#### Excerpt provided
******

How you classify and pay your roofing crews is one of the most significant legal and financial decisions in your business. The difference between a properly classified employee and an independent contractor isn't just payroll logistics — it's liability exposure, tax responsibility, and the ability to scale during storm events. Here's what most roofing companies get wrong and what the right structure actually looks like.
The Classification Question
The legal distinction between a W2 employee and a 1099 independent contractor is not determined by what you call the person or what you put in a contract — it's determined by the actual nature of the working relationship. The IRS uses a multi-factor test that looks at three categories:
- Behavioral control: Do you control how the work is done? Do you specify when the worker shows up, what tools to use, how to install, and which crew to work with? High control = employee.
- Financial control: Is the worker financially dependent on you? Do you provide their tools and materials? Do they work exclusively for you? Financial dependence = employee.
- Type of relationship: Is there a written contract? Does the worker provide services to multiple clients? Is the work integral to your core business? Integration into your core business = employee.
The uncomfortable truth for many roofing contractors: the people they're calling 1099 subcontractors often meet the legal definition of employees under the IRS test. They show up every day, you tell them where to go and what to install, they use your ladders and equipment, and they work only for you. That's an employment relationship regardless of how you're paying taxes.
What Happens If You Misclassify
Worker misclassification is actively enforced by the IRS, Department of Labor, and most state labor agencies. Penalties include:
- Back payroll taxes (employer's share of FICA) for up to 3 years, plus interest
- Failure-to-withhold penalties
- State penalties, which vary significantly but can include per-worker fines
- Workers' comp exposure — if a misclassified worker gets injured, you may be liable for the claim
- Unemployment benefits — if a terminated "sub" files for unemployment and the state decides they were an employee, you owe back contributions
For a company with 10 misclassified "subs" paid $150K each annually, the back tax exposure over 3 years can easily exceed $200,000 — before penalties and interest.

******

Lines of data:

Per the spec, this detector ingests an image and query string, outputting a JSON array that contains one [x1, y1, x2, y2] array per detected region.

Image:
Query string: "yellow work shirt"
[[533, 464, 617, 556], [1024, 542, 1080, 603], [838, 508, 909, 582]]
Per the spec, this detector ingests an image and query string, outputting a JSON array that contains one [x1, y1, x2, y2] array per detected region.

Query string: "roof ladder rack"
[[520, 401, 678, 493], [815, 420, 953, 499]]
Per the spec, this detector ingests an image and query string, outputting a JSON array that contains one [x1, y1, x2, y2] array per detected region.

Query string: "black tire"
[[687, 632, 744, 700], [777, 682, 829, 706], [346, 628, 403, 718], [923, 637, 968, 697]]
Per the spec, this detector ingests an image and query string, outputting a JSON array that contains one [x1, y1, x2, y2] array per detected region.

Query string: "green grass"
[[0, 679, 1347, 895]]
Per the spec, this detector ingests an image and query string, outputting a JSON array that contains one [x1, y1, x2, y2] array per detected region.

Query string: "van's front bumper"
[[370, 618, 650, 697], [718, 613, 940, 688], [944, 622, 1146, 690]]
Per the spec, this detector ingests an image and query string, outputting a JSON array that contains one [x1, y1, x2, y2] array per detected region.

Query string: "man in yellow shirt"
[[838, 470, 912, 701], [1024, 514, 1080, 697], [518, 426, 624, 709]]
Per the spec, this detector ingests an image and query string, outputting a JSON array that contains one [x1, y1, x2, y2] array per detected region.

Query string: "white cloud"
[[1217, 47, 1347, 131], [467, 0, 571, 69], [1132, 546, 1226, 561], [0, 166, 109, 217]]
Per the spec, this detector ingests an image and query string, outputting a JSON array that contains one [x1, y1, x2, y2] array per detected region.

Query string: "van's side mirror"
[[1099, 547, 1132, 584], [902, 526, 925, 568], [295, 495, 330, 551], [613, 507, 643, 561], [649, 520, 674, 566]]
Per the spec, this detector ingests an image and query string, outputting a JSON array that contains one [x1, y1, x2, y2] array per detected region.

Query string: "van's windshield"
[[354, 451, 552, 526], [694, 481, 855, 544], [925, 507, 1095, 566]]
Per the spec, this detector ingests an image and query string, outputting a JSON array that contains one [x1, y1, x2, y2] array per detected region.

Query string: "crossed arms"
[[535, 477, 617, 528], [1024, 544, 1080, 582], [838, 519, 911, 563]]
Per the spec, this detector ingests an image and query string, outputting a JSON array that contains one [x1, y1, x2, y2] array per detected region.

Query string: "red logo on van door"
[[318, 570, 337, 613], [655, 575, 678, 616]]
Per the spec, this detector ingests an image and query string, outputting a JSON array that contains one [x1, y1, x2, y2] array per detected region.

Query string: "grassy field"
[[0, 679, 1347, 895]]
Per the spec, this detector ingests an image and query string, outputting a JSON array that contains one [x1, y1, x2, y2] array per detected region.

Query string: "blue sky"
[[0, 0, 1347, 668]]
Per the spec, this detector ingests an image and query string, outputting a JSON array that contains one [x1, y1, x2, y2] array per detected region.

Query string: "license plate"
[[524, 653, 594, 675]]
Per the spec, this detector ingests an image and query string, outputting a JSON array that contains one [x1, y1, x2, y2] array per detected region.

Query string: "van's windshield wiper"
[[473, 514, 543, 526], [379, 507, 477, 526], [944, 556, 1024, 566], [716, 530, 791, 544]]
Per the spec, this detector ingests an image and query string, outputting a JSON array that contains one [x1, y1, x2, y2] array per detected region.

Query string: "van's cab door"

******

#### Work to be completed
Print the passage from the text on classifying roofing crews, from "- Financial control: Is" to "you're paying taxes.", word for word.

#### Expected output
- Financial control: Is the worker financially dependent on you? Do you provide their tools and materials? Do they work exclusively for you? Financial dependence = employee.
- Type of relationship: Is there a written contract? Does the worker provide services to multiple clients? Is the work integral to your core business? Integration into your core business = employee.
The uncomfortable truth for many roofing contractors: the people they're calling 1099 subcontractors often meet the legal definition of employees under the IRS test. They show up every day, you tell them where to go and what to install, they use your ladders and equipment, and they work only for you. That's an employment relationship regardless of how you're paying taxes.